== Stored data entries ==
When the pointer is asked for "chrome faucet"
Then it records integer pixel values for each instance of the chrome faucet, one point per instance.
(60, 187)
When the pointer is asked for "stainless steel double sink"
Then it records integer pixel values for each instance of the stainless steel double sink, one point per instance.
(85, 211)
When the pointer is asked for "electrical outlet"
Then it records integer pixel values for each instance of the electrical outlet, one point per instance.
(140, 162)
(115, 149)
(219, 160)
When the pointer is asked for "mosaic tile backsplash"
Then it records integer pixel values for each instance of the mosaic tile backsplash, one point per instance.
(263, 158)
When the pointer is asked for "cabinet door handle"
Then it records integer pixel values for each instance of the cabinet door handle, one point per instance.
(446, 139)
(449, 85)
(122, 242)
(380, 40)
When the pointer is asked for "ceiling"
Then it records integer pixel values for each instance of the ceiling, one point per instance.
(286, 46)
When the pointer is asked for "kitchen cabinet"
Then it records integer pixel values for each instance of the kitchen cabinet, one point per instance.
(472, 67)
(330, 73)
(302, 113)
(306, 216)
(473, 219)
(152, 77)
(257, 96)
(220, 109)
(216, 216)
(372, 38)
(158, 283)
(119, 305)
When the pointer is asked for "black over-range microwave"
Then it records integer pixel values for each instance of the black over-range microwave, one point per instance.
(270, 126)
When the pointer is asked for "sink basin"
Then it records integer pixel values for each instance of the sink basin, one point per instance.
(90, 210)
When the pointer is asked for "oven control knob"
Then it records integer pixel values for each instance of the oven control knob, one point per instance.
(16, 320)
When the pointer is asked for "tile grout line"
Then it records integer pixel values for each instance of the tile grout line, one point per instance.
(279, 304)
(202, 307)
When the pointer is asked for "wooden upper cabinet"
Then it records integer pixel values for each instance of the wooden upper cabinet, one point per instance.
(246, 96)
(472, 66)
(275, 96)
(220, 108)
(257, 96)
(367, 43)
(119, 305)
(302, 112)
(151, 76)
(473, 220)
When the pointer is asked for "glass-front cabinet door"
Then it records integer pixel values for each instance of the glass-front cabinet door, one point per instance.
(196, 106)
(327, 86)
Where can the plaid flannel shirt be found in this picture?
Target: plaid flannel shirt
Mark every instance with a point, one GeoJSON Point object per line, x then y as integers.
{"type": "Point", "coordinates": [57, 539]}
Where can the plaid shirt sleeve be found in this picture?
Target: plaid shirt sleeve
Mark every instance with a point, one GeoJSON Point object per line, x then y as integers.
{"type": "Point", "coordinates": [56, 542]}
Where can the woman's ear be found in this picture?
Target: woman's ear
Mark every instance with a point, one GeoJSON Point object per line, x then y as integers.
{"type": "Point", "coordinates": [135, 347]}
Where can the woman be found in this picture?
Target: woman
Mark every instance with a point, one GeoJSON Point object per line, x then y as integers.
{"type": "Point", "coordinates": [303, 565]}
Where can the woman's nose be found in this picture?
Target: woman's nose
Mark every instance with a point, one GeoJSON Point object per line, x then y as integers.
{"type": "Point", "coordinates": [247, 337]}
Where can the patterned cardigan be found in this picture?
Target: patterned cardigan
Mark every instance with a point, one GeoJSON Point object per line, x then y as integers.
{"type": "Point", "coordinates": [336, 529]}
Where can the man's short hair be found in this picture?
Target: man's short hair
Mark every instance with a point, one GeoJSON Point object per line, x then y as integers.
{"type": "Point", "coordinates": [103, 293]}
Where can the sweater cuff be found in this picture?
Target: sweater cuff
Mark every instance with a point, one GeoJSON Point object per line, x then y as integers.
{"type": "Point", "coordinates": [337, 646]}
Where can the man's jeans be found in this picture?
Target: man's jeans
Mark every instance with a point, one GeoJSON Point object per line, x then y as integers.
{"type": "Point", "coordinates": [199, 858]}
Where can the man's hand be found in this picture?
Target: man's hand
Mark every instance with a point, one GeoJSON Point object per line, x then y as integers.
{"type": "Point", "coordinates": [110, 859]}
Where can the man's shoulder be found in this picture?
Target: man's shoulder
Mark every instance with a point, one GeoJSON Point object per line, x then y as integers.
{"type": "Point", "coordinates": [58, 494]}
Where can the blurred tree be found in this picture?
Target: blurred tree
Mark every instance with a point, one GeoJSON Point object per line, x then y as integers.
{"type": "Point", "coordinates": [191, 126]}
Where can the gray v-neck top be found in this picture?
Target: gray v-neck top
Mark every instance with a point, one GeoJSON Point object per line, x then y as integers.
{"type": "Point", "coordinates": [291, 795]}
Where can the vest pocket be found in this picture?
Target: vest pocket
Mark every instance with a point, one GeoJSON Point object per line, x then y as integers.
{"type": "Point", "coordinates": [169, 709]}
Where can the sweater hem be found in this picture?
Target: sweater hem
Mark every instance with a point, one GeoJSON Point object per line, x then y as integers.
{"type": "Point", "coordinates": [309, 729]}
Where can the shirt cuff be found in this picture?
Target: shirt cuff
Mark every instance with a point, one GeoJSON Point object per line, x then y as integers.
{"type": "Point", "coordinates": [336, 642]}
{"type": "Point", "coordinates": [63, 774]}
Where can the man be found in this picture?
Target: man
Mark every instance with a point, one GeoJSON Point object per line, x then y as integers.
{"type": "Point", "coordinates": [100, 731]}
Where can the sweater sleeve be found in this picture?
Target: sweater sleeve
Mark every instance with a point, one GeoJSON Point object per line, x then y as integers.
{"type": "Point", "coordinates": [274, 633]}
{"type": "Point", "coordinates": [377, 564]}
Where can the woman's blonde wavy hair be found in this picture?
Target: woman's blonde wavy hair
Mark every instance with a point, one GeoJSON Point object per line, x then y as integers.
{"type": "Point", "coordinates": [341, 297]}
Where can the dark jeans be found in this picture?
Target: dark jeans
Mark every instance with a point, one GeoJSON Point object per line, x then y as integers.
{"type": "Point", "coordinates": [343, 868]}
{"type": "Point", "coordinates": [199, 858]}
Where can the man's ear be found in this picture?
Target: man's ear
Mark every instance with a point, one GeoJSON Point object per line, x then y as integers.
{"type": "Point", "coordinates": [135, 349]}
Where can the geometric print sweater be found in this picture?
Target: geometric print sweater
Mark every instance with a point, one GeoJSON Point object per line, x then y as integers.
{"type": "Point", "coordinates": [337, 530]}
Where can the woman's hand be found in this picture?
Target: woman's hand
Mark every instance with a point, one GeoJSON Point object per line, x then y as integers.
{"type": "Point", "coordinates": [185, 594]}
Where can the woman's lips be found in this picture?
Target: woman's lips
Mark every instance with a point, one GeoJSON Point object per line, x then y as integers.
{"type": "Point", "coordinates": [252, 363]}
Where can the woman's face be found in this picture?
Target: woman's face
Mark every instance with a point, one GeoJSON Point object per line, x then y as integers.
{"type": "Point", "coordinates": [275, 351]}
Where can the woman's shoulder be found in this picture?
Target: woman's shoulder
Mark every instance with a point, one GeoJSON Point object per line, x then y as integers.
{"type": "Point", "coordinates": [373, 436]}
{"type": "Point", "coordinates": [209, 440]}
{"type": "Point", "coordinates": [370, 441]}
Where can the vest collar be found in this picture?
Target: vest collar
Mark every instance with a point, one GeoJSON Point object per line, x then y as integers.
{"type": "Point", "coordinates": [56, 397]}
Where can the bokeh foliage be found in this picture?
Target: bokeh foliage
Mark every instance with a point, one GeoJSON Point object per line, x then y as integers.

...

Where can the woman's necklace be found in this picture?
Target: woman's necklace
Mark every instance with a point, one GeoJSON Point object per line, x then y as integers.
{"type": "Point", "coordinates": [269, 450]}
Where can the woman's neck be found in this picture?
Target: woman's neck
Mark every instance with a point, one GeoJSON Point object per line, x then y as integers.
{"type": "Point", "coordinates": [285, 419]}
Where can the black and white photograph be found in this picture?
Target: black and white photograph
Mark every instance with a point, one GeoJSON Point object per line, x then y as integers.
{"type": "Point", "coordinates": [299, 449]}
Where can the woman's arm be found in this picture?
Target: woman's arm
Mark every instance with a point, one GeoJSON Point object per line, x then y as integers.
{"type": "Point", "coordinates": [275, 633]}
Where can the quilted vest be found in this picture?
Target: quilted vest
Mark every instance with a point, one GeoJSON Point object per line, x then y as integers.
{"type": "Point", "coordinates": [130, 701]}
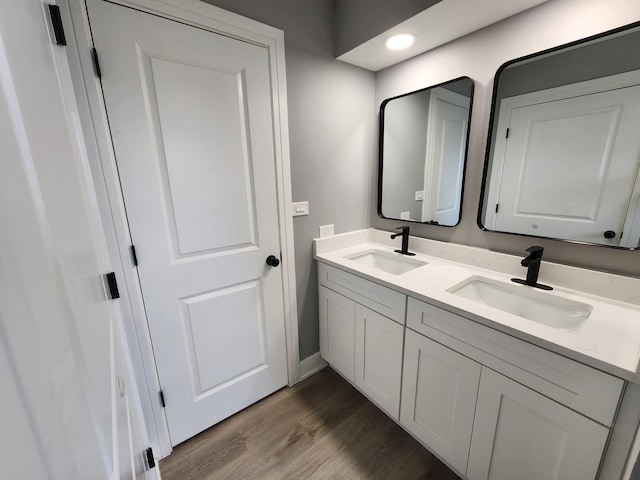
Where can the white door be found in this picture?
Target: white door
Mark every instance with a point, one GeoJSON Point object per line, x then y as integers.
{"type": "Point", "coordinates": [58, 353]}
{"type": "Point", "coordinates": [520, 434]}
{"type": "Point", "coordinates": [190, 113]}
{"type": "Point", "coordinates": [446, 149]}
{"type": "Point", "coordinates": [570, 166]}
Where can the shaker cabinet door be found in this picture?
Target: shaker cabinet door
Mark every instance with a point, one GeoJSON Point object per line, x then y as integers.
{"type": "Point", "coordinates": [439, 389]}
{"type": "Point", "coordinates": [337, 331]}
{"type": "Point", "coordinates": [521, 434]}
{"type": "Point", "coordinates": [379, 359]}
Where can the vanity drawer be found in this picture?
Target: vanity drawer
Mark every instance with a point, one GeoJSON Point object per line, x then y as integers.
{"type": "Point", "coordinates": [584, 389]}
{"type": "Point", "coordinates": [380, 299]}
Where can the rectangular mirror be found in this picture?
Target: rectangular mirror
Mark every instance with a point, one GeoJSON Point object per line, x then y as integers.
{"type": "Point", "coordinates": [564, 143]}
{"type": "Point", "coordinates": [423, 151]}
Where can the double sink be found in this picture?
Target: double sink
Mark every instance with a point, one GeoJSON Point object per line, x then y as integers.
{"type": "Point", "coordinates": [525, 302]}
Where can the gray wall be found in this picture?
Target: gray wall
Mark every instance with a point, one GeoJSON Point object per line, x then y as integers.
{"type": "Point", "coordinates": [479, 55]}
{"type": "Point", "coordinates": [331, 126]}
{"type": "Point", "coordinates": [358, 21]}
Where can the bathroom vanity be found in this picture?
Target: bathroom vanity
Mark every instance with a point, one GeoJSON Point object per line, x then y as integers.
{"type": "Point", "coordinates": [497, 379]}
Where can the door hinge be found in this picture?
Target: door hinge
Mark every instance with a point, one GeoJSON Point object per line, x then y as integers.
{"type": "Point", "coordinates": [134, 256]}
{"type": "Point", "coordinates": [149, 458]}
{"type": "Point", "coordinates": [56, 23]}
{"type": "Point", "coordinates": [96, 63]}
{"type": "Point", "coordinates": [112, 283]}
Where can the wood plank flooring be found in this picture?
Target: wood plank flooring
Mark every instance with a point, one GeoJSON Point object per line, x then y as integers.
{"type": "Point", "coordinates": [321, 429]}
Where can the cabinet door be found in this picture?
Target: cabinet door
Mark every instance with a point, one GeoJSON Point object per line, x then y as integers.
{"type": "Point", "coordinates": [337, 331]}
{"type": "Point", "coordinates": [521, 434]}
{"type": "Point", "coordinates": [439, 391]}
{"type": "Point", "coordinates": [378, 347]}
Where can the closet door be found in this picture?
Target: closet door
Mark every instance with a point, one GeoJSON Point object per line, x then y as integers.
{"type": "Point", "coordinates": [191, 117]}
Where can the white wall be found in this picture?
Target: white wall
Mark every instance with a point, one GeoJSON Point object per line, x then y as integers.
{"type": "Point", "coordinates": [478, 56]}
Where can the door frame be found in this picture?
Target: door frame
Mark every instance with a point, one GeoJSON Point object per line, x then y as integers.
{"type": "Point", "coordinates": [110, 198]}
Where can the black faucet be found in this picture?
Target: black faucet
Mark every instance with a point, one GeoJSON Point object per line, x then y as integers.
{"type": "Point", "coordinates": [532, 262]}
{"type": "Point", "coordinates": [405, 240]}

== To do ==
Would you output, from the records above, exactly the run of lines that starts at the line containing "Target: closet door" and ends at the line containing "Target: black faucet", and only that run?

== Exercise result ==
Target: closet door
Mark every instance with a point, one GeoJSON Point object per line, x then y as integers.
{"type": "Point", "coordinates": [191, 117]}
Where can the white wall be found in this picture?
Target: white wall
Mark every instance with a point, one GeoJSON Point object per line, x then y as integers.
{"type": "Point", "coordinates": [478, 56]}
Where can the door frame be found in this picture?
Target: door frame
Mark every instance with a point, one GeoJSON Point object per line, x then y as integers.
{"type": "Point", "coordinates": [110, 198]}
Where can the black faucet be found in this picture?
Target: black faucet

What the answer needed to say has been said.